:: RECORDED INFORMATION ::
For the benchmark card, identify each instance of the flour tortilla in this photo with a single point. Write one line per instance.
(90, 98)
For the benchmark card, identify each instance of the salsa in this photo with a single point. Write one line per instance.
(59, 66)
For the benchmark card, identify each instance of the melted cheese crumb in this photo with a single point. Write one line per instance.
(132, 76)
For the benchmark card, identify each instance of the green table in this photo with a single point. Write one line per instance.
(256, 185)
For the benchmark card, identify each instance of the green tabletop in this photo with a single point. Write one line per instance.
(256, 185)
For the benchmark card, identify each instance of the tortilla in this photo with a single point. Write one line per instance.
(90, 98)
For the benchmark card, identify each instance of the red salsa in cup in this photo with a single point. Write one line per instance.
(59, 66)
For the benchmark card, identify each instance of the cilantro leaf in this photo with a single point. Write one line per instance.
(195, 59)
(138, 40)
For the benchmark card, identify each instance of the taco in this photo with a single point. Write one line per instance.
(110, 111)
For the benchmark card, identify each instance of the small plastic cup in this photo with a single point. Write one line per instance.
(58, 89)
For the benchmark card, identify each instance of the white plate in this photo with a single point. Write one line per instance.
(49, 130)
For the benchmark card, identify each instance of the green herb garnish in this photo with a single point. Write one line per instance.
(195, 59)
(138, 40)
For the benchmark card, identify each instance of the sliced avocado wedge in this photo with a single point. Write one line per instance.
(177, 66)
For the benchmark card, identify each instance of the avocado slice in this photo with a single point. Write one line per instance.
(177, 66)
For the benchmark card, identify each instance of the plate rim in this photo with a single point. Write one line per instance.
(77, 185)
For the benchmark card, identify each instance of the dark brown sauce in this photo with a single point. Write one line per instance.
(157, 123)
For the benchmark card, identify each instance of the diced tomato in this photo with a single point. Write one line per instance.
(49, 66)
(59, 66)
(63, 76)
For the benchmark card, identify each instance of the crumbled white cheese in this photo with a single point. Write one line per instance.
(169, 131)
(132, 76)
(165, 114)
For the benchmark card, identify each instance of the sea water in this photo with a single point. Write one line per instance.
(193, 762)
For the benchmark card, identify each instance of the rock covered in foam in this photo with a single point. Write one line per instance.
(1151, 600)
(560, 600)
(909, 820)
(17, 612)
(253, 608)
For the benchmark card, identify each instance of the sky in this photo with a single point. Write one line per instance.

:: STATED TASK ::
Lay out the part of the records above that opens with the line containing "For the benchmark card, identify each instance of the rock" and runs through the end of the records as a JSON list of strings, one string per line, leaving out any blank lines.

:: CORRECT RESPONSE ::
[
  "For the benchmark card, identify each instance of the rock covered in foam in this photo with a single point. Write one line per instance.",
  "(1151, 600)",
  "(560, 600)",
  "(909, 820)",
  "(17, 612)",
  "(253, 608)",
  "For the benchmark card, identify each instance of the sky in this photo with a single point. Write one line per instance."
]